**Description of the task**
According to the article on performance management, in which two earlier philosophies is the true meaning of performance management rooted?
──────── Article
A View of "Performance
Management"
If any ten managers
are asked to define "performance management", they're likely to come
up with ten to fifteen versions. That's what happens when an otherwise legitimate
management philosophy descends into the realm of popular business buzzwords
- its real meaning buried under a pile of misperceptions or confusing jargon.
It becomes just one more part of the "white noise" of today's business
lexicon.
That doesn't mean, however, that the principles behind this approach aren't
worth understanding. Regardless of all the trimmings that have become attached
over time, the true definition of performance management is really quite simple
and relevant: Make sure you understand clearly what your organization needs
to succeed and that you get what you're paying for.
Performance Management 101
Its true meaning is rooted in precedent philosophies like Management by Objective
(MBO) and the latest incarnation; The Balanced Scorecard. Performance Management
can be seen as an evolutionary extension of both; an all-inclusive approach
that incorporates their best features. These supposedly different theories are
not really as different as many would have us believe. The one central theme
consistent with MBO or Balanced Scorecard or Performance Management is that
the performance objectives assigned to units or individuals [must] derive from
the goals (and therefore the mission) of the enterprise itself.
────────────────
──────── Extracted entries
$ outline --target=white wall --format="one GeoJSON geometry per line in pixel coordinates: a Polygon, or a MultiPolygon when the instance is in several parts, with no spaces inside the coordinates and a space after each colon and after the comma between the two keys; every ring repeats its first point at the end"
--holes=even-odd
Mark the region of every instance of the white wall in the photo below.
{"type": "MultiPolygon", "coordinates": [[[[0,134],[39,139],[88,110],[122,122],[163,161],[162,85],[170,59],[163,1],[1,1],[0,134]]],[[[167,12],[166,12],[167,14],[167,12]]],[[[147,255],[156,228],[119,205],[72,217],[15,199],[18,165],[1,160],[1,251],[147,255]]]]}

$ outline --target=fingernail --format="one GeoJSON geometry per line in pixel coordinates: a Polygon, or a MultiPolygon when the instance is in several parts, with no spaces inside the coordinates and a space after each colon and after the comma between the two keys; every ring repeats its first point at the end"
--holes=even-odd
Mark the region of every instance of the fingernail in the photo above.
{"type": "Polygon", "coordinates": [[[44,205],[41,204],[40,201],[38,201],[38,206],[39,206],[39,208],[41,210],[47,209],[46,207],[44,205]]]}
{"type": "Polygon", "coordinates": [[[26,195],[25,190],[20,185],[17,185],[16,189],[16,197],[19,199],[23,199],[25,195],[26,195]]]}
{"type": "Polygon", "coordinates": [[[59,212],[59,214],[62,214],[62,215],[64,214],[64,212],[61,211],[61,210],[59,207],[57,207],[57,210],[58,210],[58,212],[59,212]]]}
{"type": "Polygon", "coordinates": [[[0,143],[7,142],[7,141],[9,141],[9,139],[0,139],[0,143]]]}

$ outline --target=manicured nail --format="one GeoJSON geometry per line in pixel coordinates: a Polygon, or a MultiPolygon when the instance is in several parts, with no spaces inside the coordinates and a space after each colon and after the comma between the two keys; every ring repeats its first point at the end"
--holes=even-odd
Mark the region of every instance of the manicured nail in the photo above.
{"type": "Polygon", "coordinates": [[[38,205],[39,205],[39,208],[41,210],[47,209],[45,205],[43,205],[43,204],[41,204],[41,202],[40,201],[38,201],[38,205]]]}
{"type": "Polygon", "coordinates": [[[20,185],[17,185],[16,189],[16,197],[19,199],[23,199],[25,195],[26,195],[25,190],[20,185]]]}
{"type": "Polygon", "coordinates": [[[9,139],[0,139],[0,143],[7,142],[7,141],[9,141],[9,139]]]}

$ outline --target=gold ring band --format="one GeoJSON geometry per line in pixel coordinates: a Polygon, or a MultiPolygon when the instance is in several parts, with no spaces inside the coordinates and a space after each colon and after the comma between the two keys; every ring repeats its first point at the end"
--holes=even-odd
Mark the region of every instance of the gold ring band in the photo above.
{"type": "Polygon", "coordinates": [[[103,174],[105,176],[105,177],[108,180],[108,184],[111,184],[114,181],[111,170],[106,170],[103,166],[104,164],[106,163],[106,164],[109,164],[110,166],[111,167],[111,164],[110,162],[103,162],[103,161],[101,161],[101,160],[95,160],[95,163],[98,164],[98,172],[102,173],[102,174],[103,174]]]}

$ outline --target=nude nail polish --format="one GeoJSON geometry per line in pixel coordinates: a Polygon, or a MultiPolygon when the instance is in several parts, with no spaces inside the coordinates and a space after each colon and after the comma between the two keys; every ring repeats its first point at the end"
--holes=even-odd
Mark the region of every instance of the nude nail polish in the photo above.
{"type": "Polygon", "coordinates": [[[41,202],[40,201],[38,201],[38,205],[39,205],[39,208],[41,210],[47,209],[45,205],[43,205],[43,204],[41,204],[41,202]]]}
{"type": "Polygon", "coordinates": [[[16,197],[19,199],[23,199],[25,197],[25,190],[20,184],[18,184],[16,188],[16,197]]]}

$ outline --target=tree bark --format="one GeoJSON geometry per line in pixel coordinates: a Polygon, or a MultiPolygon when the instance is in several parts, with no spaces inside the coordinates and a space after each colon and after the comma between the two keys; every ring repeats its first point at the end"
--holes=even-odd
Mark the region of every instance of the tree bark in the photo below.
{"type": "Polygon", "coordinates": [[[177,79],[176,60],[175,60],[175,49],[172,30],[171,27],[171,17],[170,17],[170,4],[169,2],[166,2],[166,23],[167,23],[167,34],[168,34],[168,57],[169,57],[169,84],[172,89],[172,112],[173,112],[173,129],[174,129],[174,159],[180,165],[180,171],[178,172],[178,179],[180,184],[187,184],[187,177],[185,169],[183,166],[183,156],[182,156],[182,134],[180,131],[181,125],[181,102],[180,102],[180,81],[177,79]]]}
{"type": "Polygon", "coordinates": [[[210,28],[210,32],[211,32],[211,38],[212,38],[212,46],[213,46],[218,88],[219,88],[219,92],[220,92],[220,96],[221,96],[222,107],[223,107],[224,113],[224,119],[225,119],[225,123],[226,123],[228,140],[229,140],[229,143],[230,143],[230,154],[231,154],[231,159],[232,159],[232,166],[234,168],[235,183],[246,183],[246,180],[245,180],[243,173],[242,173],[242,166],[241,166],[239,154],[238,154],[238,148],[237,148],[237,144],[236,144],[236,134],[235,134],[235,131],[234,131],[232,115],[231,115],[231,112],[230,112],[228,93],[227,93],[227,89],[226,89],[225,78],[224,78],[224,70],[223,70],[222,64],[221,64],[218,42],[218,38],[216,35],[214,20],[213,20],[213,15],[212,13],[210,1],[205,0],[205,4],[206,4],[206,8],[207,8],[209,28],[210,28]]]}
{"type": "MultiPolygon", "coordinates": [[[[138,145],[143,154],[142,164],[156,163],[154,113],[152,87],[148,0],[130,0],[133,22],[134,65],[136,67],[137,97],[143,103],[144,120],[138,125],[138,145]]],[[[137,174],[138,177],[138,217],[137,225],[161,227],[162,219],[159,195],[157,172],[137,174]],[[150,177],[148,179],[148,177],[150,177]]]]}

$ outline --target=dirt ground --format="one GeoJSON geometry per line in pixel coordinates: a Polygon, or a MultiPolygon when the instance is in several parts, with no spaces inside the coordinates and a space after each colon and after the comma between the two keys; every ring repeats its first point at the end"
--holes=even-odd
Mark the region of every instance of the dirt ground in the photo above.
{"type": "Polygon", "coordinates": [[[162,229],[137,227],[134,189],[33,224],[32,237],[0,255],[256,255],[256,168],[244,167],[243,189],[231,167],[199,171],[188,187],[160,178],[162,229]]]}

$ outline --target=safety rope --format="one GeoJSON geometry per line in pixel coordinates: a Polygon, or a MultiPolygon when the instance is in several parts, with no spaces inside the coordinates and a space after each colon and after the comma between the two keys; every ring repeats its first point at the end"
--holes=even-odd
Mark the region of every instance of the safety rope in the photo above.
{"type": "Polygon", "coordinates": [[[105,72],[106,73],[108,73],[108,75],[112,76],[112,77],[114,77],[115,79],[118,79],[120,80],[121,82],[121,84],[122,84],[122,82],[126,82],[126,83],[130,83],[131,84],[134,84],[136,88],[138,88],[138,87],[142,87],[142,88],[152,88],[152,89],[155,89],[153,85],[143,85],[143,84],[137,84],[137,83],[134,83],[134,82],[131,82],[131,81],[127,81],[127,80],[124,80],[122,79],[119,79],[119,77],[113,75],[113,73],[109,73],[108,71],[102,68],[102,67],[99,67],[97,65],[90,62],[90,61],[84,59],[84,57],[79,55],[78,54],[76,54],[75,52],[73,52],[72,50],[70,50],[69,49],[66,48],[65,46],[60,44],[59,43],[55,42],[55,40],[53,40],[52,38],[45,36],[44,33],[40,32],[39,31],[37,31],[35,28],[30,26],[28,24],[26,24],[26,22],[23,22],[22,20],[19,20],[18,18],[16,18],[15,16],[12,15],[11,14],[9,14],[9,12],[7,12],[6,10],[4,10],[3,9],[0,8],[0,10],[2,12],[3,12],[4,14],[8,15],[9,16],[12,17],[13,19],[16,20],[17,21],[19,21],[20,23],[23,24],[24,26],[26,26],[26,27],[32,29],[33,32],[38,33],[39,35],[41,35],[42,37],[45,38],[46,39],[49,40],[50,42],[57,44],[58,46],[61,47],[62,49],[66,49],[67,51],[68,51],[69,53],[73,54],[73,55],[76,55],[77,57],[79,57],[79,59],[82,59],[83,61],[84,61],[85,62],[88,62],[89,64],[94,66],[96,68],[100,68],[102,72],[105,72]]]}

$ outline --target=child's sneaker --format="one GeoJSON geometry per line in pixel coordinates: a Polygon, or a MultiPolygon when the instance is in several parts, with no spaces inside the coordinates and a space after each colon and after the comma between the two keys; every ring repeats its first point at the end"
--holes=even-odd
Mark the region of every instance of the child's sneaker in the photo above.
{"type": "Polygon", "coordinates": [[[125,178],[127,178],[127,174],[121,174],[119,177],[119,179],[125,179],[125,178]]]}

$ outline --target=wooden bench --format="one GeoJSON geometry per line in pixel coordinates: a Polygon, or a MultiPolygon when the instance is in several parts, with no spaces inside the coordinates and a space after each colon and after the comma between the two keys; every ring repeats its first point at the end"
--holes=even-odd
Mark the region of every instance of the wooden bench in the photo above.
────────────────
**The reply**
Management by Objective (MBO) and The Balanced Scorecard.